* [TASK]
Format every line of the rows below as a Markdown table with two columns, "Line" for a running number and "Content" for the line itself. Leave out blank lines.

* [PROVIDED RECORDS]
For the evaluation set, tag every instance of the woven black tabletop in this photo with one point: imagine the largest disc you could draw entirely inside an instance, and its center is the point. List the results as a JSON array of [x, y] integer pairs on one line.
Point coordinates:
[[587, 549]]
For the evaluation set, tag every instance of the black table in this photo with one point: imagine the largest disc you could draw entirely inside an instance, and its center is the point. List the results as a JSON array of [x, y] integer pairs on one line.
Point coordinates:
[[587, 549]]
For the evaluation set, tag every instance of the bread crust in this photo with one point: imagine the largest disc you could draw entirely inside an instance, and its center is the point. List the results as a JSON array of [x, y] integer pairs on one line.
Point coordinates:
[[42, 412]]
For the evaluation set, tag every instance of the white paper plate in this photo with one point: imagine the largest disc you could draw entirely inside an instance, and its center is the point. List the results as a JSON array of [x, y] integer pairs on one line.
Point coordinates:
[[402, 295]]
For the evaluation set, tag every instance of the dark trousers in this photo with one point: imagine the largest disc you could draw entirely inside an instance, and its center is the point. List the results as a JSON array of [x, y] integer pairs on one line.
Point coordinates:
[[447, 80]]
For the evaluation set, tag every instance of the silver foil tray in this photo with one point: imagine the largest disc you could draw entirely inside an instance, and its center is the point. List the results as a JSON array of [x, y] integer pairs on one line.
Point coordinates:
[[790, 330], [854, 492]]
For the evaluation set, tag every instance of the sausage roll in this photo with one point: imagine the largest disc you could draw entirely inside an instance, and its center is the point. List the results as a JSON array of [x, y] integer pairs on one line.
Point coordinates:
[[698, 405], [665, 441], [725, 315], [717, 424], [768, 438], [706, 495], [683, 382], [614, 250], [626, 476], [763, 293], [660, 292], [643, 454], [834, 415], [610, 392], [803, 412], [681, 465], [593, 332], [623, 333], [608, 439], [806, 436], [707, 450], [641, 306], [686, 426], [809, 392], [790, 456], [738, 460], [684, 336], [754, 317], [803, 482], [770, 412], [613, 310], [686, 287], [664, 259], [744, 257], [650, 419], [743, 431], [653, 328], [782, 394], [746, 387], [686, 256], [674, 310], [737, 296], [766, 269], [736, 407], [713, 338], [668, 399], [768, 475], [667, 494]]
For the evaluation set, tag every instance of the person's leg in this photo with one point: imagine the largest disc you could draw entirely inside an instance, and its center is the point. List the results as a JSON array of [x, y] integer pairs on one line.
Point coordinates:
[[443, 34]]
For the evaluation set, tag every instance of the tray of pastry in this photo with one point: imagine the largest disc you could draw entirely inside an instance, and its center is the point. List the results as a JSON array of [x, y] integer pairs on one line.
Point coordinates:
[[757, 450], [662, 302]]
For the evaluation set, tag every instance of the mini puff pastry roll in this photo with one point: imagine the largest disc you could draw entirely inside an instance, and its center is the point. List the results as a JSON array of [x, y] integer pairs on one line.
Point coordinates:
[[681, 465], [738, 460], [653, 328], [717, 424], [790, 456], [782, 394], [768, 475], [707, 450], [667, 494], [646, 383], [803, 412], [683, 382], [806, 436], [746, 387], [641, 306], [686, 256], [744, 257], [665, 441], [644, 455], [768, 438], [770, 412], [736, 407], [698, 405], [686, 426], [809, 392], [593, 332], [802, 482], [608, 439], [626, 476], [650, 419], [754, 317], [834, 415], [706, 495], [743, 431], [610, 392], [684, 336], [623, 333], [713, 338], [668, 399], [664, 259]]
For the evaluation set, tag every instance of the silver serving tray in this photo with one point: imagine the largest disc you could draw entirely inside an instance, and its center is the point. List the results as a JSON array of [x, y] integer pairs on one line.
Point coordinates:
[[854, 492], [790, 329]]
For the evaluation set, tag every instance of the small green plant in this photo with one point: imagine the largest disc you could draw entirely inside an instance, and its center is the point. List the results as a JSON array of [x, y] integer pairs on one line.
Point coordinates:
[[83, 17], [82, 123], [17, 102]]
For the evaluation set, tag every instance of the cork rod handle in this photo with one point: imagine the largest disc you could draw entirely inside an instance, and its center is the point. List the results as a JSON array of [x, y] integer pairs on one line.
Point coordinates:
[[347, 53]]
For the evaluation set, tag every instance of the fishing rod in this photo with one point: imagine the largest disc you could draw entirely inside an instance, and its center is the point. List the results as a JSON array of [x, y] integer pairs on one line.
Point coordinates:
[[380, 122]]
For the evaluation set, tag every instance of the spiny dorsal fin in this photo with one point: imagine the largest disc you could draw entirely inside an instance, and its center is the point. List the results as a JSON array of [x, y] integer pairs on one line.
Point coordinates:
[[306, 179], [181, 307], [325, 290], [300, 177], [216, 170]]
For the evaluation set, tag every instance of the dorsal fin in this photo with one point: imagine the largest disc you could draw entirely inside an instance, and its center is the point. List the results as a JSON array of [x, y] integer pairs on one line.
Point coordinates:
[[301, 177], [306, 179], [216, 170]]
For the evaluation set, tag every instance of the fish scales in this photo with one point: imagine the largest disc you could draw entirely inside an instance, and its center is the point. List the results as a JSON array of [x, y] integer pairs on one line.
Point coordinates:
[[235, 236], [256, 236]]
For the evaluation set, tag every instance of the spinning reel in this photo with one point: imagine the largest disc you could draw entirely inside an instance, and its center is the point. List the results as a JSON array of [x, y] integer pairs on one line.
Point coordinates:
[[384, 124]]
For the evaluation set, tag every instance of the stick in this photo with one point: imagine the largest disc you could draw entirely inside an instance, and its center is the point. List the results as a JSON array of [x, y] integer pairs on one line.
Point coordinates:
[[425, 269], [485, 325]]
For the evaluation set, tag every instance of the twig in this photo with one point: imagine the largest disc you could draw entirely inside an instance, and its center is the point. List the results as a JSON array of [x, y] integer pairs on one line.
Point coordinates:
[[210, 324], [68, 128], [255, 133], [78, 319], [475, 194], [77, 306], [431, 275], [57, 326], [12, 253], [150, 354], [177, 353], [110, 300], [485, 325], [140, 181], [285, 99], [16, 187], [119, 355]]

* [FINISHED TASK]
| Line | Content |
|---|---|
| 1 | For the evaluation set, tag every instance of the woven black tabletop in this photo with one point: imagine the largest disc you could draw entirely inside an instance, and its center is the point. List the results as a JSON array of [x, y] integer pairs on one line. |
| 2 | Point coordinates: |
| 3 | [[587, 549]] |
| 4 | For the evaluation set, tag every instance of the black table in this photo with one point: imagine the largest disc you could draw entirely inside an instance, and its center is the point. List the results as a JSON array of [x, y] integer pairs on one line. |
| 5 | Point coordinates: |
| 6 | [[587, 549]] |
| 7 | For the evaluation set, tag every instance of the bread crust in this photo with one point: imagine the largest disc you could draw entirely inside an instance, and its center is the point. List the results as a JSON array of [x, y] integer pairs on one line. |
| 8 | Point coordinates: |
| 9 | [[42, 412]] |
| 10 | For the evaluation set, tag every instance of the white paper plate in this photo with one point: imagine the largest disc you could draw entirely inside an instance, and its center is the point. List the results as a JSON array of [x, y] integer pairs on one line. |
| 11 | Point coordinates: |
| 12 | [[402, 295]] |
| 13 | For the evaluation set, tag every instance of the dark trousers in this photo with one point: imagine the largest disc you could draw entirely inside an instance, and its center is the point. List the results as a JSON array of [x, y] integer pairs on one line. |
| 14 | Point coordinates: |
| 15 | [[447, 80]] |
| 16 | For the evaluation set, tag every instance of the silver foil tray in this photo with one point: imagine the largest disc you could draw entirely inside an instance, and its center is the point. List the results as a JSON array of [x, y] integer pairs on one line. |
| 17 | Point coordinates: |
| 18 | [[790, 330], [854, 492]] |
| 19 | For the evaluation set, tag every instance of the sausage roll in this photo with one point: imagine the largest disc you could draw entirely inside an instance, and its center is the point. List the results as a JSON array of [x, y] integer pairs on one line. |
| 20 | Point coordinates: |
| 21 | [[698, 405], [665, 441], [725, 315], [717, 424], [768, 438], [706, 495], [683, 382], [614, 250], [626, 476], [763, 293], [660, 292], [643, 454], [834, 415], [610, 392], [803, 412], [681, 465], [593, 332], [623, 333], [608, 439], [806, 436], [707, 450], [641, 306], [686, 426], [809, 392], [790, 456], [738, 460], [684, 336], [754, 317], [803, 482], [770, 412], [613, 310], [686, 287], [664, 259], [744, 257], [650, 419], [743, 431], [653, 328], [782, 394], [746, 387], [686, 256], [674, 310], [737, 296], [766, 269], [736, 407], [713, 338], [668, 399], [768, 475], [667, 494]] |
| 22 | For the evaluation set, tag every instance of the person's leg in this photo with one point: imagine the largest disc you could draw entirely inside an instance, and its center is the point. List the results as a JSON array of [x, y] integer pairs on one line. |
| 23 | Point coordinates: |
| 24 | [[443, 34]] |
| 25 | For the evaluation set, tag every instance of the tray of pastry in this photo with one point: imagine the largest disc you could draw entirely inside an instance, and its center is the point. List the results as a JSON array of [x, y] integer pairs on one line. |
| 26 | Point coordinates: |
| 27 | [[757, 450], [662, 302]] |
| 28 | For the evaluation set, tag every instance of the mini puff pastry roll in this photo with one point: imagine the largest disc you could draw entirely inside an instance, and its center is the point. List the results as a JSON array of [x, y] integer pairs on one line. |
| 29 | Point coordinates: |
| 30 | [[681, 465], [738, 460], [653, 328], [717, 424], [790, 456], [782, 394], [768, 475], [707, 450], [667, 494], [646, 383], [803, 412], [683, 382], [806, 436], [746, 387], [641, 306], [686, 256], [744, 257], [665, 441], [644, 455], [768, 438], [770, 412], [736, 407], [698, 405], [686, 426], [809, 392], [593, 332], [802, 482], [608, 439], [626, 476], [650, 419], [754, 317], [834, 415], [706, 495], [743, 431], [610, 392], [684, 336], [623, 333], [713, 338], [668, 399], [664, 259]] |
| 31 | For the evaluation set, tag every instance of the silver serving tray in this photo with one point: imagine the largest disc you could draw entirely inside an instance, and its center is the point. List the results as a JSON array of [x, y] integer pairs on one line. |
| 32 | Point coordinates: |
| 33 | [[854, 492], [790, 329]] |
| 34 | For the evaluation set, tag every instance of the small green plant in this photo with one point: imagine the largest disc you could draw entirely inside an instance, and its center is the point. List the results as a JSON array of [x, y] integer pairs on one line. |
| 35 | Point coordinates: |
| 36 | [[83, 17], [82, 123], [17, 102]] |
| 37 | For the evaluation set, tag every instance of the cork rod handle in this photo with one point: imagine the largest disc you could draw entirely inside an instance, and its center is the point. List the results as a JSON array of [x, y] integer pairs on one line. |
| 38 | Point coordinates: |
| 39 | [[347, 53]] |
| 40 | For the evaluation set, tag every instance of the fishing rod in this photo with one point: imagine the largest disc you could draw entirely inside an instance, and its center is the point. List the results as a JSON array of [x, y] integer pairs on one line. |
| 41 | Point coordinates: |
| 42 | [[380, 122]] |
| 43 | For the evaluation set, tag every instance of the spiny dorsal fin in this photo with one point: imagine the largest disc you could draw entirely inside an instance, and its center is the point. List the results as a JSON array of [x, y] integer pairs on one line. |
| 44 | Point coordinates: |
| 45 | [[306, 179], [181, 307], [325, 290], [300, 177], [216, 170]] |
| 46 | For the evaluation set, tag every instance of the dorsal fin in this photo with one point: imagine the largest disc you could draw entirely inside an instance, and its center is the point. List the results as a JSON array of [x, y] integer pairs on one line. |
| 47 | Point coordinates: |
| 48 | [[301, 177], [306, 179], [216, 170]] |
| 49 | For the evaluation set, tag every instance of the fish scales in this photo with one point: imagine the largest disc you could draw entirely inside an instance, and its center is the point. List the results as a JSON array of [x, y] integer pairs on one line. |
| 50 | Point coordinates: |
| 51 | [[235, 236], [256, 236]] |
| 52 | For the evaluation set, tag every instance of the spinning reel in this photo with one point: imagine the largest disc you could draw entirely inside an instance, and its center is the point. List the results as a JSON array of [x, y] integer pairs on one line. |
| 53 | Point coordinates: |
| 54 | [[384, 124]] |
| 55 | For the evaluation set, tag every instance of the stick in this photo with one point: imagine the largest disc you could draw entirely inside an instance, and its center is the point. List the results as a JSON array of [x, y] integer pairs on one line. |
| 56 | Point coordinates: |
| 57 | [[425, 269], [485, 325]] |
| 58 | For the evaluation set, tag every instance of the twig in this photo with one point: imagine the largest disc you could draw entirely inside an instance, and its center is the point. List the results as a JSON array of [x, y] integer pairs on one line. |
| 59 | Point coordinates: |
| 60 | [[210, 324], [68, 128], [255, 133], [78, 319], [475, 194], [77, 306], [431, 275], [57, 326], [12, 253], [150, 354], [177, 353], [110, 300], [485, 325], [140, 181], [285, 99], [16, 187], [119, 355]] |